O Globo 02 12 17
A insolvência do governo e a crise do Rio, para além de causas morais e econômicas, têm pelo menos duas bases de natureza institucional; não bastará uma reforma eleitoral para superá-las.
É claro, a questão política é central. O comando político do estado ruiu. O governador sucumbiu com seu mentor e com o caos, do qual é um dos responsáveis.
Mas temos um ano inteiro até 2019. Há o que fazer?
Em debate no Instituto de Arquitetos do Brasil, IAB RJ, experientes políticos fluminenses avaliaram que a resposta está nas próximas eleições, ante as alternativas constitucionais. Os políticos, portanto, esperam outubro. Para estudiosos da administração, como as despesas são incomprimíveis, é preciso aumentar a receita do estado, o que exigiria uma repactuação federativa, pela assimetria entre o que a União arrecada no estado e o que aqui aplica. Não é trivial.
Porém, sem o estado cumprir com suas obrigações mínimas na segurança, na saúde, na educação e no pagamento dos salários, aprofunda-se a crise futura. Assim, a eleição produzirá quiçá uma esperança, talvez nada mais.
Felizmente, há grupos da sociedade e de movimentos sociais se organizando ante a perplexidade fluminense. É possível que consigam juntar esforços para um entendimento político supra-partidário, um mutirão cívico, que possa chegar em outubro com alguns temas estudados, debatidos e, se possível, pacificados – aplainando as dificuldades do futuro governo – qualquer que seja. Pode ser um esforço de grande utilidade.
Contudo, embora aqui tenha alcançado grau de excelência, a crise não é só do Rio. Como suas causas têm raízes amplas, ela explodirá pelo país, persistindo as atuais condições. A evidência está na Operação Lava Jato. Esta semana, procuradores alertam que não bastará o que se alcançou até aqui se não forem modificadas as leis permissivas. Mas o que se discute é mudança na lei eleitoral. É bom, mas não basta.
Pelo menos dois outros componentes de natureza institucional sustentam o quadro de desagregação: a nomeação para “furar poços” e a licitação de obras.
Por que comandantes da polícia, diretores de escolas, de hospitais, de diretorias furadoras de poços, inspetorias de fazenda, todas funções de Estado, podem ser indicações políticas? Por que servidores de funções de Estado podem entrar na política eleitoral sem desligamento definitivo, como seria o caso de membro da PF, que, derrotado como candidato a deputado, retornou aos quadros como dirigente?

**Suas tarefas**
1) Segundo o texto sobre a crise do Rio, em que instituição experientes políticos fluminenses debateram a questão?
2) Por favor, retome o texto sobre a crise do Rio logo depois da última frase apresentada e dê continuidade a ele.
As entradas não têm nenhuma relação com o texto sobre a crise do Rio.

Dados retirados de uma coleção
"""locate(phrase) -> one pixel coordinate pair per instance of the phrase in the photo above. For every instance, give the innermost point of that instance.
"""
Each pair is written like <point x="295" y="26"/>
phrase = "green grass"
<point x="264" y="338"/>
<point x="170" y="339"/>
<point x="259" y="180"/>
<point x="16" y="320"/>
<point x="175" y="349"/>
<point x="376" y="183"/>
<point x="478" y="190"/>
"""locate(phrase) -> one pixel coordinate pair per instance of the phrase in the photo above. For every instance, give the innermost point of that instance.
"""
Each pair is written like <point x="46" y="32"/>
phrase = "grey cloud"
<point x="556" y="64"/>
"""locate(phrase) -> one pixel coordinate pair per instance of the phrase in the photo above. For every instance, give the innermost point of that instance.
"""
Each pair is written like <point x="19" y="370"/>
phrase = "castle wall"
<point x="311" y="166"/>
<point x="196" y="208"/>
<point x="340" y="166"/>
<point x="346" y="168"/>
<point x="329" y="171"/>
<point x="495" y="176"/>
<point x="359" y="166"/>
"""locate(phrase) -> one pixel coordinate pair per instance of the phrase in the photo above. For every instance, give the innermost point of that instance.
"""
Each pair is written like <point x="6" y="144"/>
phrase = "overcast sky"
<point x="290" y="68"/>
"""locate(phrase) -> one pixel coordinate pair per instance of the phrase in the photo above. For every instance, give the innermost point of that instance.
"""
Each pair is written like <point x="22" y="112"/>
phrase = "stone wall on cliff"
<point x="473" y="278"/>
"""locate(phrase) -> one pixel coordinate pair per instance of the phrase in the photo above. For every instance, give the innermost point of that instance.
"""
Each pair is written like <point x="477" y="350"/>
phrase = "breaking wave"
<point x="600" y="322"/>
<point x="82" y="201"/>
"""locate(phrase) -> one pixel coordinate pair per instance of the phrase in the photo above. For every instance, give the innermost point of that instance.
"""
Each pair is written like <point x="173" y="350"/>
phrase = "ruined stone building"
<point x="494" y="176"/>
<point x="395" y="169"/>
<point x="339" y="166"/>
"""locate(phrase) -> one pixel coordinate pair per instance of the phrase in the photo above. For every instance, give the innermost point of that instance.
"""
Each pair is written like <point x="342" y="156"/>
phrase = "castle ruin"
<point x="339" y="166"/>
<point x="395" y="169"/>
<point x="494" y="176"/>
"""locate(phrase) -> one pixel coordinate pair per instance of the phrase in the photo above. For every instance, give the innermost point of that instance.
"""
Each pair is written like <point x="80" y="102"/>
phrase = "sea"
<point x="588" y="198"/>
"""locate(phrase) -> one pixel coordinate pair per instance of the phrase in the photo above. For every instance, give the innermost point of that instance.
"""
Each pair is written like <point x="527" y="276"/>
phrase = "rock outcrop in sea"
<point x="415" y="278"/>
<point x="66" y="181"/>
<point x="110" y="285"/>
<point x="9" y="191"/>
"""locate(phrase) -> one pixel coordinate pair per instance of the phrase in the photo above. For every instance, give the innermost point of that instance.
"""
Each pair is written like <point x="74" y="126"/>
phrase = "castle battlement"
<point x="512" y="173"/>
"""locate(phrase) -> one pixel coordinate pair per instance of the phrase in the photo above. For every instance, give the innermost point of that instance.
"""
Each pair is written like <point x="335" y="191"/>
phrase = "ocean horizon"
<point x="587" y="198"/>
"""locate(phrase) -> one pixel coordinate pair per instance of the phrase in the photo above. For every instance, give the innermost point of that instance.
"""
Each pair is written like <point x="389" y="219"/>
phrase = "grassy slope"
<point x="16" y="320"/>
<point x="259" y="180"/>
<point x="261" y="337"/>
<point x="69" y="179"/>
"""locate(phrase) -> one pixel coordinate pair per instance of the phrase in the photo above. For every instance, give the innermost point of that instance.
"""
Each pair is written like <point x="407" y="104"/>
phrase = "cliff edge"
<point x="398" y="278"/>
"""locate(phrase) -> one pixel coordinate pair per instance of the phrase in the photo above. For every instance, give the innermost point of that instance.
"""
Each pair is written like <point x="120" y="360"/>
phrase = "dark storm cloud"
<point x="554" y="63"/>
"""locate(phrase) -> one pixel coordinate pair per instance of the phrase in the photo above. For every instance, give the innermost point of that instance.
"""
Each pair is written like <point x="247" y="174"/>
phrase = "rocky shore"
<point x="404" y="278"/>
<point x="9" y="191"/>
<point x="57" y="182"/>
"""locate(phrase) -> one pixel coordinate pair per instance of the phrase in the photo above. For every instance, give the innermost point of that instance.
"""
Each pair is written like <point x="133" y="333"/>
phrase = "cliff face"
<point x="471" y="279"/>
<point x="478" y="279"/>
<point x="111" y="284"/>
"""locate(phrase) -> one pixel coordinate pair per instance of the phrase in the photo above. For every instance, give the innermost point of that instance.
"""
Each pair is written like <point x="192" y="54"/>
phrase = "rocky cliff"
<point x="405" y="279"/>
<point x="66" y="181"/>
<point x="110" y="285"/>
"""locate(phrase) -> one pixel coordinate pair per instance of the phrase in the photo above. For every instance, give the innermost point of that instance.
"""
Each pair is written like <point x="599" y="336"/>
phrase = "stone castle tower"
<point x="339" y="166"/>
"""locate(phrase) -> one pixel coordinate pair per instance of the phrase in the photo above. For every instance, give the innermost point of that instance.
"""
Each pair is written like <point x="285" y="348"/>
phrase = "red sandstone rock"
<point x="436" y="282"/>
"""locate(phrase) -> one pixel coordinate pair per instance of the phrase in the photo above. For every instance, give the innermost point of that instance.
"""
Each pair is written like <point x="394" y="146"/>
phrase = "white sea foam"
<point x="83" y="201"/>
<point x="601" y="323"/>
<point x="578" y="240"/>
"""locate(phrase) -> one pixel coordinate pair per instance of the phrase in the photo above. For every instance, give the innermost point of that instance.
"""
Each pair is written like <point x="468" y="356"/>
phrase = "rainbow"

**Respostas por item**
1) No Instituto de Arquitetos do Brasil, IAB RJ.

2)
Um segundo componente que exige modificação é o modo como se licitam obras públicas. É indispensável revogar a famigerada Contratação Integrada, regime funesto aperfeiçoado em 2011, que permite licitar obra pública sem projeto, conferindo à empreiteira a dupla tarefa de projetar e de construir – como ocorreu na Petrobras, nos estádios da Copa, no PAC, com resultados conhecidos. Sem projeto, o linhão do Metrô do Rio, “maior metrô do mundo em linha única”, foi definido na escrivaninha do governador; estimado em 4 bilhões, custou 10.
Neste DNA está a modalidade Procedimento de Manifestação de Interesse, PMI, na qual empresa privada propõe estudar a viabilidade de obra pública, sem “ônus para o governo”. Servindo o estudo para “licitar” a obra, resulta em 95% dos casos em vitória da proponente… que é ressarcida pelo investimento, caso perca. É como a prefeitura do Rio anunciou acordo com grupo imobiliário russo para construir um milhão de metros quadrados (!) no espaço aéreo de trecho da ferrovia da Central do Brasil. “Podemos construir de tudo nos trilhos, uma nova cidade nos trilhos”, diz o representante dos russos. Queremos uma nova cidade? Dirá o russo o que o carioca quer? Ou nos contentamos com o Rio, bem cuidado?
Não há nada de novo, apenas negócio. Sequer um replique provinciano da badalada experiência novaiorquina do “high line”, aproveitamento de ferrovia elevada e desativada, transformada em passeio público – com o qual nada há de parecido.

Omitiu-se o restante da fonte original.